───── PAGE TEXT ─────

Inspired by these challenges, we investigate the problem of task splitting and resource allocation under the collaborative network of HAP drones and LEO satellites, as shown in Figure 1. In this paper, we propose that HAP drones can not only cooperate with satellites but also with each other to jointly provide computing services for ground IoT devices. This solution is conducive to expanding the task processing capabilities of the double-layer network and improving the resource utilization of the network. Correspondingly, we considered factors such as the task processing tolerance delay of ground IoT devices, the limited computing resources of satellites, HAP drones, and IoT devices, and the limited communication resources between devices, and we formulated the problem of minimizing the total task processing delay.

In order to minimize the total task processing delay, we propose an intelligent online offloading and resource allocation algorithm based on a combination of deep reinforcement learning and convex optimization. We first decompose the original optimization problem into a task splitting optimization sub-problem and a resource allocation optimization sub-problem. For the task splitting optimization sub-problem, we designed an intelligent solving algorithm based on the DDPG algorithm. For the resource allocation optimization sub-problem, we used a convex optimization algorithm to solve it. Through joint optimization of the two sub-problems, the efficiency of task offloading and resource allocation can be improved, and the total task processing delay can be reduced. Compared with typical reinforcement learning solutions, the algorithm proposed in this paper does not use deep reinforcement learning methods to directly output task offloading and resource-scheduling strategy, which objectively reduces the scale of the neural network, thereby reducing the training difficulty of deep reinforcement learning and improving the efficiency of neural networks, and improving the convergence speed of the network. Finally, we conduct simulation experiments to verify the convergence and performance of the proposed algorithm. The results demonstrate that, under various scenarios, such as different task data sizes and different CPU cycles required per bit, the proposed algorithm can reduce the total task processing delay compared to baseline algorithms.

The main contributions of this paper are summarized as follows:

(1): We construct an edge computing framework for multi-HAP drones and multi-LEO collaboration. Under this framework, ground IoT devices’ tasks can be dynamically allocated to multiple HAP drones and LEO satellites for processing. In addition, the communication and computing resources of each node under this framework can also be dynamically allocated.
(2): Considering the task splitting constraints, available resource constraints, and the maximum tolerated delay constraint of the tasks, we construct a task splitting and resource allocation problem to minimize the total system delay. This is a non-convex continuous optimization problem.

───── EXERCISE INPUT ─────

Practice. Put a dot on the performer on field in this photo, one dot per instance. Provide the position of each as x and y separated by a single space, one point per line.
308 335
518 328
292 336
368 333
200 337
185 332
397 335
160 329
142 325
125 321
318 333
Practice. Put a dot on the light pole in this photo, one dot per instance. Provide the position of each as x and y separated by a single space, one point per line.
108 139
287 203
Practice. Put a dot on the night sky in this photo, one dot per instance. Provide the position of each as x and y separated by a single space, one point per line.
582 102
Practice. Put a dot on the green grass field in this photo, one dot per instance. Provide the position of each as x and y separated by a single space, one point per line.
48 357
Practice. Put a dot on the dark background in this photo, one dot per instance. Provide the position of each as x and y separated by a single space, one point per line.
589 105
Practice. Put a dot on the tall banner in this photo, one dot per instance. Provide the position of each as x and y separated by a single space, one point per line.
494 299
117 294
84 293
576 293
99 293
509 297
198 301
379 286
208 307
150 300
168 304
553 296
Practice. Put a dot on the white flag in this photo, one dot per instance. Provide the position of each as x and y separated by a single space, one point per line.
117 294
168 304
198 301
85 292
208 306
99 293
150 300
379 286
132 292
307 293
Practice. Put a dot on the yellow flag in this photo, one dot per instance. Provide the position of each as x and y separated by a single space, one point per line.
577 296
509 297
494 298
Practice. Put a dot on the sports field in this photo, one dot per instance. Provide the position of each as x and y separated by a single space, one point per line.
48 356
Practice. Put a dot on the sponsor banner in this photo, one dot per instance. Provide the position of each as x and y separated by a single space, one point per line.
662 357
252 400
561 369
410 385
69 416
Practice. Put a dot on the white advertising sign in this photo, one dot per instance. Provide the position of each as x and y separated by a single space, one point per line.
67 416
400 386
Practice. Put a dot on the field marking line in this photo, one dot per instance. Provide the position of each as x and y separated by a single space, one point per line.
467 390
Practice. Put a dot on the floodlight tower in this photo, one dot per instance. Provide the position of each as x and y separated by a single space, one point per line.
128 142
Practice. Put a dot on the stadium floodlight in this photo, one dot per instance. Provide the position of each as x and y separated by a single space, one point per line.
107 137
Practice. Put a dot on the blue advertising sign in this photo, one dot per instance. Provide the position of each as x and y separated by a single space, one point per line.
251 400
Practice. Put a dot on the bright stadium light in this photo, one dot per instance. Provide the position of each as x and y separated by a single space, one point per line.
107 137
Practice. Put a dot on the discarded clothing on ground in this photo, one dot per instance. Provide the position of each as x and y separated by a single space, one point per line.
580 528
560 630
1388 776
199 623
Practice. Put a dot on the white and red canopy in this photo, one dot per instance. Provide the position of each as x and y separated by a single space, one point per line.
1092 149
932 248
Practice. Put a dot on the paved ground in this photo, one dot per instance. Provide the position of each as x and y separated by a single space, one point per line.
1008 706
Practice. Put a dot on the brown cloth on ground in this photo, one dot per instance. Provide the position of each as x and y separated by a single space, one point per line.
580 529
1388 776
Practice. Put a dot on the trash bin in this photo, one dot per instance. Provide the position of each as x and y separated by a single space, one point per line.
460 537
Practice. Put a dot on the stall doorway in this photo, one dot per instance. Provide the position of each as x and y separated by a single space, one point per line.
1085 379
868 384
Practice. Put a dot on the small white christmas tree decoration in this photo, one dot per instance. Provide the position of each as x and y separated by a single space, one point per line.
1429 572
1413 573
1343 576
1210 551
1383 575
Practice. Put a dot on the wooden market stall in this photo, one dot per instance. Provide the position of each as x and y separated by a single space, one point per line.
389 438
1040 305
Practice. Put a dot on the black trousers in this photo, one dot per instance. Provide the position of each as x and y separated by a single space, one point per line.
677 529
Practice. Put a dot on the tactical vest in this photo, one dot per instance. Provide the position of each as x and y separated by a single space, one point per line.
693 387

─────

JOB A: In the text on HAP drones and LEO satellites, what algorithm is the intelligent solving algorithm for the task splitting sub-problem based on?
JOB B: Retype the records from the line with "Practice. Put a dot on the tactical" through the end of the records, both ends included, copying every character unchanged.

EXERCISE ANSWER A: The DDPG algorithm.

EXERCISE ANSWER B:
Practice. Put a dot on the tactical vest in this photo, one dot per instance. Provide the position of each as x and y separated by a single space, one point per line.
693 387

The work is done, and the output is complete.